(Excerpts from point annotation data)
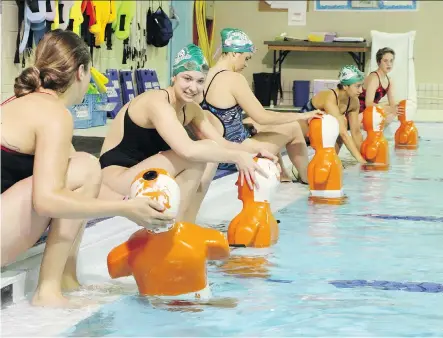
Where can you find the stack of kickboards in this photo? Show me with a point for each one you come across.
(121, 89)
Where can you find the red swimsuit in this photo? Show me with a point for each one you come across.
(379, 94)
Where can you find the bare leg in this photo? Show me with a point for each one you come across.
(210, 171)
(274, 138)
(284, 176)
(69, 277)
(194, 207)
(188, 176)
(20, 230)
(60, 255)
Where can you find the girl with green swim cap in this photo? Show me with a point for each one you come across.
(149, 132)
(343, 103)
(228, 95)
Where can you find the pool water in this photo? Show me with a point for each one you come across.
(391, 229)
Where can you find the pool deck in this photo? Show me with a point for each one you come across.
(98, 240)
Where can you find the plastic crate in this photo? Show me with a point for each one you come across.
(92, 112)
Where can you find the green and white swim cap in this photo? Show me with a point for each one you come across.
(190, 58)
(235, 40)
(350, 74)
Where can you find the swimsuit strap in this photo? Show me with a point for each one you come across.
(207, 90)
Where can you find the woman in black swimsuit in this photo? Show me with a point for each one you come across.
(342, 103)
(44, 181)
(150, 132)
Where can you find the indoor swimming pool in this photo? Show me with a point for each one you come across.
(370, 267)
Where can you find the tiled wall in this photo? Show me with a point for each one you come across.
(103, 58)
(430, 95)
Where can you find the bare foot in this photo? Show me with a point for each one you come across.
(70, 283)
(285, 178)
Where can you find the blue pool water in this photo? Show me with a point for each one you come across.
(390, 230)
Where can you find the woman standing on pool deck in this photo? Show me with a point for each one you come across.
(343, 104)
(44, 181)
(149, 132)
(377, 85)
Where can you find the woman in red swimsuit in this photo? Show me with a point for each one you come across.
(377, 85)
(44, 181)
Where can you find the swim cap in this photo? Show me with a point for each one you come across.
(235, 40)
(349, 75)
(190, 58)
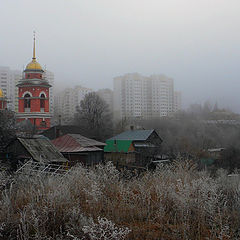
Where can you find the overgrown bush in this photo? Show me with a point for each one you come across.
(174, 202)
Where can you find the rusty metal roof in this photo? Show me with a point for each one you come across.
(76, 143)
(134, 135)
(42, 150)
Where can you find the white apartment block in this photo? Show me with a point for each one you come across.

> **Stated task**
Without including any pictures, print all of the material exactly as given.

> **Written response**
Where can you find the stack of kickboards in this photo? Show me with a point for each one you come across.
(121, 89)
Where can you find the red swimsuit in this photo? Show me with a point for each one you come across.
(379, 94)
Where can you find the bare leg in this photo? Show me with a point for each one you come across.
(210, 171)
(274, 138)
(284, 176)
(69, 277)
(194, 207)
(188, 176)
(20, 230)
(60, 255)
Where can you find the girl with green swim cap in this photo? Show me with a point for each one you come across.
(149, 132)
(343, 103)
(228, 95)
Where can you find the pool water in this photo? Show me with a point for each one you come across.
(391, 229)
Where can you find the pool deck in this photo? Show me with a point for each one you come across.
(98, 240)
Where can you find the plastic crate in this photo? Show me with a point for each one you come across.
(92, 112)
Where can you find the green and white swim cap in this photo? Show me with a point for each one you come across.
(190, 58)
(235, 40)
(350, 74)
Where can you find the swimsuit strap in this photo? Show me with a point for each one you come across.
(207, 90)
Where can you find the woman in black swimsuit in this photo? Show me with a point for each one you come across.
(342, 103)
(44, 181)
(150, 132)
Where can you find the indoor swimming pool in this photo? Show me with a point for each one you come across.
(370, 267)
Where can you find the tiled wall in this photo? Show me with a point for each one you come across.
(103, 58)
(430, 95)
Where can you find the bare foot in this photo? Show me with a point for each one you come across.
(70, 283)
(285, 178)
Where can you find the blue pool water in this photo? Show me with a point for each one you come across.
(390, 230)
Where can you find the woman standing on pool deck in this photo? Show me with a point for each one you come across.
(343, 104)
(44, 181)
(149, 132)
(377, 85)
Where can you find the woman in red swimsuit in this photo? Show me with a point for each one you come across.
(377, 85)
(44, 181)
Where can you find the swim cap in this photo? Show me with a point for each one you come across.
(235, 40)
(349, 75)
(190, 58)
Where can you find the overgrown bush in this photo? Show me with a point for each one you come across.
(174, 202)
Where can you find the rusty metal roof in this photo? Show me with a point for each one you come across.
(76, 143)
(134, 135)
(42, 150)
Where can you find the white apartment block in this photo? Show me with a point for each one you come across.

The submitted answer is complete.